Exercise requirements: Give the data again in full, exactly as written below.

Input data:
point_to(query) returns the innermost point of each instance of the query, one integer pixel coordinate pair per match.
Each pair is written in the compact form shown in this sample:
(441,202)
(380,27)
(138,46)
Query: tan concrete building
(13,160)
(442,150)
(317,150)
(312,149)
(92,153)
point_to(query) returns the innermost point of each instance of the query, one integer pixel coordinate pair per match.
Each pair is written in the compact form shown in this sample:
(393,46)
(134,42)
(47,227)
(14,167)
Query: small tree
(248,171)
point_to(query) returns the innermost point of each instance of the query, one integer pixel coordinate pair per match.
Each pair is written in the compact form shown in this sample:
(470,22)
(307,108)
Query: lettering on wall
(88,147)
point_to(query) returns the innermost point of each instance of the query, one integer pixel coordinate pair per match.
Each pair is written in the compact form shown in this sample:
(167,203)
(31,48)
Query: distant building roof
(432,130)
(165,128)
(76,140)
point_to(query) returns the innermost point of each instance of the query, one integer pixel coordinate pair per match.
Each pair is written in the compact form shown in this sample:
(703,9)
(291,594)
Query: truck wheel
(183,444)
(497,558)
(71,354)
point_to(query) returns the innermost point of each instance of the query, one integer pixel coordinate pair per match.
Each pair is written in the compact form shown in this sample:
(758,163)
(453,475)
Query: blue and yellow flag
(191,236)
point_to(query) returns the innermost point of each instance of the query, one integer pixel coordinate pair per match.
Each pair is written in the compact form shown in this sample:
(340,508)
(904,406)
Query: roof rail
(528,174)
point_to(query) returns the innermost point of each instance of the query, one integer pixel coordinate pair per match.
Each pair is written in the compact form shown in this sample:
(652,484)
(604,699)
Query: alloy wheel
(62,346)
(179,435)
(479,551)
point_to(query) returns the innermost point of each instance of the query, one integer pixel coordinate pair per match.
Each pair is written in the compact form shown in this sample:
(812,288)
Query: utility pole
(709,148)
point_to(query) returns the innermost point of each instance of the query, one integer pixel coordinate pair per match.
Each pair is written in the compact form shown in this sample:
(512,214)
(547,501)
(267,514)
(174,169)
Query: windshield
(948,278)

Worked solution:
point_to(query) returns the innermost point of each instance of the query, one integer pixel coordinate pair per match.
Each pair is written in the compact form shown in this sample:
(441,202)
(380,27)
(138,46)
Query: tan concrete building
(13,160)
(442,150)
(317,150)
(312,149)
(92,153)
point_to(query) returns the innermost point of each instance of the query, one integer pixel coordinate pair per match.
Each pair is written in the compact form shown in this sample:
(393,46)
(134,42)
(47,227)
(14,167)
Query: small tree
(248,171)
point_to(query) returns the innermost point of each instance of the query, one integer pixel coordinate pair per match.
Each pair is written in the compact form shown in this sample:
(470,22)
(307,108)
Query: lettering on wall
(88,147)
point_to(query) returns the innermost point of each instance of the query, one integer pixel coordinate pair per match.
Each pair is written in the compact form shown in this sample:
(167,203)
(31,48)
Query: distant building roof
(432,130)
(165,128)
(76,140)
point_to(query) returns the innermost point of each instance of the query, one integer pixel coordinate pair per match.
Each pair is written in the compact form shown in this sample:
(703,9)
(291,594)
Query: truck wheel
(183,444)
(497,558)
(71,354)
point_to(query) returns the innermost point of each instance of the query, one integer pixel coordinate pair per match.
Each pair is written in the compact form shown in this sample:
(758,163)
(453,475)
Query: blue and yellow flag
(191,236)
point_to(query) returns the innermost point of each instance of the query, one integer pixel coordinate pair per match.
Each pair is written in the compact form shown in this sample:
(340,508)
(904,406)
Query: roof rail
(528,174)
point_to(query) returns the innermost point of each instance of the query, one integer pixel coordinate pair per match.
Each pair is written in the compact form shown in this sample:
(652,484)
(604,699)
Query: alloy wheel
(62,346)
(179,435)
(479,551)
point_to(query) returns the innermost point of each instance of the query, one integer pixel coordinate pair per match.
Each pair is written in the compact form shown in this sample:
(812,288)
Query: utility pole
(709,148)
point_to(query) returns the innermost point of each instance of the query, one integer pixel coordinate pair per match.
Each pair is written in the compact form shown in this sample:
(512,214)
(547,501)
(267,514)
(174,169)
Query: windshield
(948,278)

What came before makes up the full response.